# [SELECTED EXCERPT]

Real Issues No. 329 - Parenting, Communication, Dignity
Maxim Institute - real issues - No. 329 27 November 2008 www.maxim.org.nz

Reinvigorating the parenting debate
Keeping in touch
Welcoming the weak

New Zealand scores well in prosperity index
Community important in child protection services


In her new role as the Minister of Social Development, Paula Bennett has called for New Zealanders to start having a debate on the balance of parenting and paid work. In her maiden speech, back in 2005, she claimed too many women were feeling pushed back into paid employment soon after having children and asked the question, 'Who will be raising our next generation?' Her wish now is to see this issue rigorously debated and for society to acknowledge this as a concern we need to address.

If we want to be a society built on thriving families, then issues like extended paid parental leave, 20 hours free early childhood education, flexible working hours and the provision of breast-feeding spaces at work, need to be discussed within this context. Although the intention of these initiatives was to assist mothers and provide them with the choice of returning to work, they have had the effect of strongly encouraging parents to place their children in care and head back to the workforce.

In having this debate, we need to ask ourselves what exactly is it that we are bringing to the table in this discussion? What things are we considering, what do we value as important? It is one thing to talk about 'choice,' but what does it really mean to make a wise decision, informed not just by preference but moderated by the evidence on the subject.

# [PROVIDED DATA]
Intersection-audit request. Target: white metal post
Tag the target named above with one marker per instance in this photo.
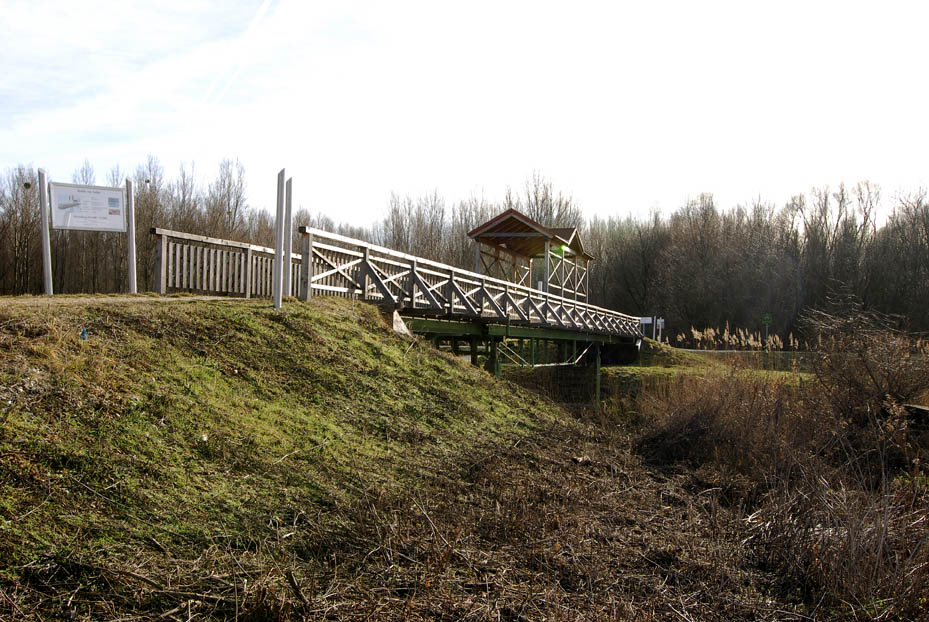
(276, 286)
(288, 238)
(130, 212)
(46, 241)
(548, 265)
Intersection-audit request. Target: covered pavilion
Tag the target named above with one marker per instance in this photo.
(511, 245)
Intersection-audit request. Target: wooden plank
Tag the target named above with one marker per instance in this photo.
(161, 265)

# [SET OF TASKS]
(A) Return the part of the parenting debate piece from "If we want to" to "on the subject.".
(B) Sum up the parenting debate piece in two sentences.
(C) According to the parenting debate piece, why do measures such as flexible working hours and breast-feeding spaces at work need to be discussed as part of this debate? Answer in one or two sentences.
The entries have nothing to do with what you're asked here.

# [WORKED ANSWERS]
(A)
If we want to be a society built on thriving families, then issues like extended paid parental leave, 20 hours free early childhood education, flexible working hours and the provision of breast-feeding spaces at work, need to be discussed within this context. Although the intention of these initiatives was to assist mothers and provide them with the choice of returning to work, they have had the effect of strongly encouraging parents to place their children in care and head back to the workforce.

In having this debate, we need to ask ourselves what exactly is it that we are bringing to the table in this discussion? What things are we considering, what do we value as important? It is one thing to talk about 'choice,' but what does it really mean to make a wise decision, informed not just by preference but moderated by the evidence on the subject.

(B) Paula Bennett, the new Minister of Social Development, has called for New Zealanders to debate the balance between parenting and paid work, a concern she first raised in her 2005 maiden speech. The piece says measures like extended paid parental leave and 20 hours free early childhood education were meant to give mothers a choice but have strongly encouraged parents to put children in care and go back to work, and it urges a debate guided by evidence as well as preference.

(C) They need to be discussed there if we want to be a society built on thriving families. Although these initiatives were meant to help mothers and give them the choice of returning to work, they have strongly encouraged parents to put their children in care and head back to the workforce.